ABOUT THIS TASK :: Copy out the following passage on remission and follow-up methods word for word, from its first line to its last.

PASSAGE ::
BEGIN
Patients who experienced “remission” were those who initially had an IGA of 2 or higher and subsequently achieved an IGA of 0 or 1 (Figure 1). The endpoints of the study were the number of patients who achieved remission and the time needed to achieve remission with the first systemic treatment at our facility.

Follow-up methods

In this study, only the treatment initiated at the first visit was evaluated. If remission was achieved with the first treatment, the observation period was terminated, and the time (months) was recorded. However, if remission was not achieved, the observation period was terminated at 1) the time of switching to another treatment, 2) the time of quitting the hospital visit, or 3) the end of the observation period (31 December 2022) (Figure 2). Data on age, sex, severity of illness, treatment, duration of treatment, and serious adverse events were extracted from the medical records and tabulated.

Figure 2
www.frontiersin.org

Figure 2. Follow-up methods for the study.
END
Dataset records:
BEGIN
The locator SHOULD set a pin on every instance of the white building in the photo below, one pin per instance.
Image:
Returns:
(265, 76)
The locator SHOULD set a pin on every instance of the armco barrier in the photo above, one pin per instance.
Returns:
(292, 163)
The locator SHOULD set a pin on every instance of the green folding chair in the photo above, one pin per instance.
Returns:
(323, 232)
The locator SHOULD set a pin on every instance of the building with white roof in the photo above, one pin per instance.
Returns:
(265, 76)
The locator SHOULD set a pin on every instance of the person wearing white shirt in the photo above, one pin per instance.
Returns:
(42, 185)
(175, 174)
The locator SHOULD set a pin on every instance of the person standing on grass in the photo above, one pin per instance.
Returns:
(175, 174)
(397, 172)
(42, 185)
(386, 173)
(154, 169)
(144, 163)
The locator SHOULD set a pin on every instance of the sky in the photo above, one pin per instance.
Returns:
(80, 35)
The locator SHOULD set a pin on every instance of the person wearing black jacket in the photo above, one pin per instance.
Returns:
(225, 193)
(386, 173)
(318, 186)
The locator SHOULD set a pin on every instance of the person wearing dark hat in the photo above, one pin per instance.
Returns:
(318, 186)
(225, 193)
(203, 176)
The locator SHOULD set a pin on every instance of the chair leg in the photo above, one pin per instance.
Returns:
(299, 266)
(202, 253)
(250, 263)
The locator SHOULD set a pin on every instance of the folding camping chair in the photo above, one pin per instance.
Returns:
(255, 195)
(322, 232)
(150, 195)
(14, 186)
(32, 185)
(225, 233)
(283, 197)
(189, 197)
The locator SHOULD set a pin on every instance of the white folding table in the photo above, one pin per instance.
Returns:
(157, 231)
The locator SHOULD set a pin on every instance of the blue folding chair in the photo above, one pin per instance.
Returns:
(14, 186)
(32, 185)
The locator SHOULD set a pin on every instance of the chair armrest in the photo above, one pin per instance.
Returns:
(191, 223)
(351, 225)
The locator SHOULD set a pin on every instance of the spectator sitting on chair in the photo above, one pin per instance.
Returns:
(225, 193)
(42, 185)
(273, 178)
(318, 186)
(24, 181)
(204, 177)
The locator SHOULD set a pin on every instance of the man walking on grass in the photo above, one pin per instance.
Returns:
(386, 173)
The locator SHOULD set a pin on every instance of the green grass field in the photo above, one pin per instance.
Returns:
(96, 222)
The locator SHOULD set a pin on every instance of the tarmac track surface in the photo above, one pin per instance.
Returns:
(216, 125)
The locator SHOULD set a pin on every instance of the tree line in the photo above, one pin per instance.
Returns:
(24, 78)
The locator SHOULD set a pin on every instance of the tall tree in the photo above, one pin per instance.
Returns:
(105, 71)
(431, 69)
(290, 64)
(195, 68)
END
BEGIN
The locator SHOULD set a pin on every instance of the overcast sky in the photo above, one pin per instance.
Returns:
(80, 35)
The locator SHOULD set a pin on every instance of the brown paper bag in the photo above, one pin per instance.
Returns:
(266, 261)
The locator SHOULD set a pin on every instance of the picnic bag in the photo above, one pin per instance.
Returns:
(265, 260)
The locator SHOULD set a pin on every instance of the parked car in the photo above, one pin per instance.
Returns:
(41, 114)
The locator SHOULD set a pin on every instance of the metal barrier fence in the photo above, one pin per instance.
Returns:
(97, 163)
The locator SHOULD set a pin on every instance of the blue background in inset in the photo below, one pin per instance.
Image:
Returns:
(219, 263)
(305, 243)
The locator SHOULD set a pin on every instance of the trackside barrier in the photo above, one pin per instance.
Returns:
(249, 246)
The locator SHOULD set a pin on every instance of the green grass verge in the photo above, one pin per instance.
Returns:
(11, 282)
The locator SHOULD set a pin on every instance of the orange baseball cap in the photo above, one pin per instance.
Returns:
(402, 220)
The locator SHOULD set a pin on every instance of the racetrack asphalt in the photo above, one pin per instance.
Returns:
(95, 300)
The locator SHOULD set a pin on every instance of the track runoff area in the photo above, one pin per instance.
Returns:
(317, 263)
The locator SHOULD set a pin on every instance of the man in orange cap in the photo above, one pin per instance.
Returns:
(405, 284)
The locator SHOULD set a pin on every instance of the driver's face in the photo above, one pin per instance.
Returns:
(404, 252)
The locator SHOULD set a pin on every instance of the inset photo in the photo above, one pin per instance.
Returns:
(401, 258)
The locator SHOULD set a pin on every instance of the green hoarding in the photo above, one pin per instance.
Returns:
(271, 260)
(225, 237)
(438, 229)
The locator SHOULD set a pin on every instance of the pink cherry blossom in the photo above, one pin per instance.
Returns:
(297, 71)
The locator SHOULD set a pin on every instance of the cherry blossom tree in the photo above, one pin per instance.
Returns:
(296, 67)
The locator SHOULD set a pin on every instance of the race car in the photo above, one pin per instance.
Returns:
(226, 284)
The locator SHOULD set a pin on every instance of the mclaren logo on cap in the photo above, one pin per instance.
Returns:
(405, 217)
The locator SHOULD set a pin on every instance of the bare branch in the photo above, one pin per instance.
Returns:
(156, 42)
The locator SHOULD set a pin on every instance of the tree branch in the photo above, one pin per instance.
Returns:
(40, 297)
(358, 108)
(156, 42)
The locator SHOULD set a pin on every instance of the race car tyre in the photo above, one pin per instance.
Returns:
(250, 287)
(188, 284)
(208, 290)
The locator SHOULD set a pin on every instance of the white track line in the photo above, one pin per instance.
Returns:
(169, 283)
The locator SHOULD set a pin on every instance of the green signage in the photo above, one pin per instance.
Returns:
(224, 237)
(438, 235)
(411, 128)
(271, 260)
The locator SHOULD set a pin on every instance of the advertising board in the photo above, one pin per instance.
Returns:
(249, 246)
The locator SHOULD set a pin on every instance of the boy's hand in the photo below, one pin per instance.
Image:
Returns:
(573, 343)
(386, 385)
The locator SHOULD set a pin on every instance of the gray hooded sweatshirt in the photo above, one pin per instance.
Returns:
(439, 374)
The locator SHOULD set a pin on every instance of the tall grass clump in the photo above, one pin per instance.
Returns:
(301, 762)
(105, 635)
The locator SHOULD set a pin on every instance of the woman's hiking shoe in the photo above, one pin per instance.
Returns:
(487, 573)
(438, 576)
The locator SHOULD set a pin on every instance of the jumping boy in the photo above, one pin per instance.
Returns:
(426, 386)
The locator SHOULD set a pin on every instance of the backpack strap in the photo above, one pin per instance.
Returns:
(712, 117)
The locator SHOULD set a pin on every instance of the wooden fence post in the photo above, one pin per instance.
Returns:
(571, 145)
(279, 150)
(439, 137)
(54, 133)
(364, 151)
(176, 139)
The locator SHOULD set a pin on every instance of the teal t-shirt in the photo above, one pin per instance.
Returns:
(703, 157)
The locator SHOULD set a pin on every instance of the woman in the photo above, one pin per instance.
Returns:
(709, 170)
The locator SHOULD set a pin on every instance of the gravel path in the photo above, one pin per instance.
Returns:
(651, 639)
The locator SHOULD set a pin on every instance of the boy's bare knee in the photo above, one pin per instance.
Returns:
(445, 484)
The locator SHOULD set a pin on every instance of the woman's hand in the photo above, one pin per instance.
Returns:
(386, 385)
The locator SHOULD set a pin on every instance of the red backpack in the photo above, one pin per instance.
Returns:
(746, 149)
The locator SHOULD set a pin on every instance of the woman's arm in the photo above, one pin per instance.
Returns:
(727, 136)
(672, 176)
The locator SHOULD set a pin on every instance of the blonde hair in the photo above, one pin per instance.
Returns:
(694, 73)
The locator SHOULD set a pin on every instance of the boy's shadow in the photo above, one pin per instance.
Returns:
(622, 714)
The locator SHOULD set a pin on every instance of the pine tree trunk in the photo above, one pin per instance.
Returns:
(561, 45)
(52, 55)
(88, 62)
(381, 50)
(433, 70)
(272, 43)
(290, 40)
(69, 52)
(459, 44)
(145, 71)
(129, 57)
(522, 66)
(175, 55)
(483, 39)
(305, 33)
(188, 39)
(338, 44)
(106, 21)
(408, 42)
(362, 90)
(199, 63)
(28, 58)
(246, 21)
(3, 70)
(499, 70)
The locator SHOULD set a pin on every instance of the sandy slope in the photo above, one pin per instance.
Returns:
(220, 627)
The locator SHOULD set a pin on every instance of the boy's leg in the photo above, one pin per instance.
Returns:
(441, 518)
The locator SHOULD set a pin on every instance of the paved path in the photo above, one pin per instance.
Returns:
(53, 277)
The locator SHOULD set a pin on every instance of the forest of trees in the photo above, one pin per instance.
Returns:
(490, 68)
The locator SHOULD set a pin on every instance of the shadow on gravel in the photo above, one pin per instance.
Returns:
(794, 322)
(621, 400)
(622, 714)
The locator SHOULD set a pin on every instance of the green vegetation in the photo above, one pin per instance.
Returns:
END
RESULT BELOW ::
Patients who experienced “remission” were those who initially had an IGA of 2 or higher and subsequently achieved an IGA of 0 or 1 (Figure 1). The endpoints of the study were the number of patients who achieved remission and the time needed to achieve remission with the first systemic treatment at our facility.

Follow-up methods

In this study, only the treatment initiated at the first visit was evaluated. If remission was achieved with the first treatment, the observation period was terminated, and the time (months) was recorded. However, if remission was not achieved, the observation period was terminated at 1) the time of switching to another treatment, 2) the time of quitting the hospital visit, or 3) the end of the observation period (31 December 2022) (Figure 2). Data on age, sex, severity of illness, treatment, duration of treatment, and serious adverse events were extracted from the medical records and tabulated.

Figure 2
www.frontiersin.org

Figure 2. Follow-up methods for the study.